Source document >>
University of Virginia, Department of Computer Science
CS588: Cryptology - Principles and Applications, Fall 2001

Manifest: Wednesday 26 September 2001
Assignments Due
Monday, 1 OctoberProjects Preliminary Proposal

MBC Chapter 10.1-10.3, 10.5 (Rest of chapter 10 is optional)
MBC Chapter 16.1 (16.2-16.6 are optional)

Optional reading for more information: (see web version for links)


The problem of distinguishing prime numbers from composites, and of resolving composite numbers into their prime factors, is one of the most important and useful in all of arithmetic. The dignity of science seems to demand that every aid to the solution of such an elegant and celebrated problem be zealously cultivated.

Johann Carl Friedrich Gauss, Disquisitiones Arithmeticae, 1801.


The Story of my Involvement with the Movie Sneakers by Len Adleman

18 Jan 1998

Larry Lasker was one of the writers of the 1983 hit movie War Games. Based on that success, he started to produce his own movies. While looking for a new project, he called me at USC and we arranged to meet. He was considering making a movie based on cryptography. While we spoke he mentioned that he was also considering a movie based on a new treatment for Parkinson's disease. Patients who had been "frozen" for many years would wake-up under treatment - sort of a Rip Van Winkle thing. I said that that sure seemed a lot more interesting than crypto - and he disappeared. The next time I heard of him was in 1990 when his movie Awakenings, starring Robin Williams and Robert De Niro, appeared.

A short while later, Larry again made contact. This time he was well on his way to making Sneakers, starring Robert Redford, Sidney Poitier, Mary McDonnell, Dan Aykroyd and River Phoenix. He told me that there would be a scene wherein a researcher would lecture on his mathematical work regarding a breakthrough in factoring - and hence in cryptography. Larry asked if I would prepare the slides and words for that scene. I liked Larry and his desire for verisimilitude, so I agreed. Larry offered money, but I countered with Robert Redford - I would do the scene if my wife Lori could meet Redford.

I worked hard on the scene. The "number field sieve," (the fastest factoring algorithm currently known) is mentioned along with a fantasy about towers of number fields and Artin maps. I was tempted to name the new breakthrough the "function field sieve," -- since I was actually working on a paper at the time which would later appear with that title - but I decided against it, for reasons which escape me now.

Material supplied >>
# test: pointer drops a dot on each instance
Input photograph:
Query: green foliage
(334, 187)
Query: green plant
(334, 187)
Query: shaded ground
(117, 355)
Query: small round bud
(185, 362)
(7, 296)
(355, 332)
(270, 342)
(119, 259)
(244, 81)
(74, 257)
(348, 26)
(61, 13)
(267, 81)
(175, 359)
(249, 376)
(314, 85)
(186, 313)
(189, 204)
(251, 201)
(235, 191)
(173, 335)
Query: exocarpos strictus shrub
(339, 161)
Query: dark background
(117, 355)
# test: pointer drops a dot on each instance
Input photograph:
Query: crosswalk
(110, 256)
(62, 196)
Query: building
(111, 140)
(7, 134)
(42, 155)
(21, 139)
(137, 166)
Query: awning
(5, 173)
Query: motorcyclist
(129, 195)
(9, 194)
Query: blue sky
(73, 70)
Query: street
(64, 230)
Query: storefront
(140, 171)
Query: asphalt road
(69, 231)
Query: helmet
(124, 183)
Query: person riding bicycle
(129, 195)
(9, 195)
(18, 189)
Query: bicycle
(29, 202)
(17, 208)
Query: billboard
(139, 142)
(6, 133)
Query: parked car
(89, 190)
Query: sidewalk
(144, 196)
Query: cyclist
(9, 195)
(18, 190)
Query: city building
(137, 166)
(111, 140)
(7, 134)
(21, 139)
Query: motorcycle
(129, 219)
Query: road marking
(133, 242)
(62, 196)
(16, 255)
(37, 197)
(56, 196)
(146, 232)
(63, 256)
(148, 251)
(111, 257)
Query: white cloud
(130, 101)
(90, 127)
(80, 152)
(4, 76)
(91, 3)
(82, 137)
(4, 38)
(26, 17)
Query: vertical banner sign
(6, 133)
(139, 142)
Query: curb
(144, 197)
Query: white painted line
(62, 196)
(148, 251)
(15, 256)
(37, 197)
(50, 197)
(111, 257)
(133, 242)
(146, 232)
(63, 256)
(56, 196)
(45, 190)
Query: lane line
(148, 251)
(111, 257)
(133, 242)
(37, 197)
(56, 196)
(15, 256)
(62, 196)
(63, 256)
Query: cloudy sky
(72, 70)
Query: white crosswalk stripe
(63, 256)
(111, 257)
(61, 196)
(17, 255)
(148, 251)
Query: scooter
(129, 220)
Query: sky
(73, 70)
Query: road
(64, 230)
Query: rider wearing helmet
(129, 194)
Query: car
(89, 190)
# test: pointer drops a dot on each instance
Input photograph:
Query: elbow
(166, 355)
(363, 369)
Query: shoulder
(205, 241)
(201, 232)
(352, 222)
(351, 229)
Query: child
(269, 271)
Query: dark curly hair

Exercise directions >> Could you reproduce the entire CS588 page again, word for word? Draw only on the CS588 page.

Written solution >>
University of Virginia, Department of Computer Science
CS588: Cryptology - Principles and Applications, Fall 2001

Manifest: Wednesday 26 September 2001
Assignments Due
Monday, 1 OctoberProjects Preliminary Proposal

MBC Chapter 10.1-10.3, 10.5 (Rest of chapter 10 is optional)
MBC Chapter 16.1 (16.2-16.6 are optional)

Optional reading for more information: (see web version for links)


The problem of distinguishing prime numbers from composites, and of resolving composite numbers into their prime factors, is one of the most important and useful in all of arithmetic. The dignity of science seems to demand that every aid to the solution of such an elegant and celebrated problem be zealously cultivated.

Johann Carl Friedrich Gauss, Disquisitiones Arithmeticae, 1801.


The Story of my Involvement with the Movie Sneakers by Len Adleman

18 Jan 1998

Larry Lasker was one of the writers of the 1983 hit movie War Games. Based on that success, he started to produce his own movies. While looking for a new project, he called me at USC and we arranged to meet. He was considering making a movie based on cryptography. While we spoke he mentioned that he was also considering a movie based on a new treatment for Parkinson's disease. Patients who had been "frozen" for many years would wake-up under treatment - sort of a Rip Van Winkle thing. I said that that sure seemed a lot more interesting than crypto - and he disappeared. The next time I heard of him was in 1990 when his movie Awakenings, starring Robin Williams and Robert De Niro, appeared.

A short while later, Larry again made contact. This time he was well on his way to making Sneakers, starring Robert Redford, Sidney Poitier, Mary McDonnell, Dan Aykroyd and River Phoenix. He told me that there would be a scene wherein a researcher would lecture on his mathematical work regarding a breakthrough in factoring - and hence in cryptography. Larry asked if I would prepare the slides and words for that scene. I liked Larry and his desire for verisimilitude, so I agreed. Larry offered money, but I countered with Robert Redford - I would do the scene if my wife Lori could meet Redford.

I worked hard on the scene. The "number field sieve," (the fastest factoring algorithm currently known) is mentioned along with a fantasy about towers of number fields and Artin maps. I was tempted to name the new breakthrough the "function field sieve," -- since I was actually working on a paper at the time which would later appear with that title - but I decided against it, for reasons which escape me now.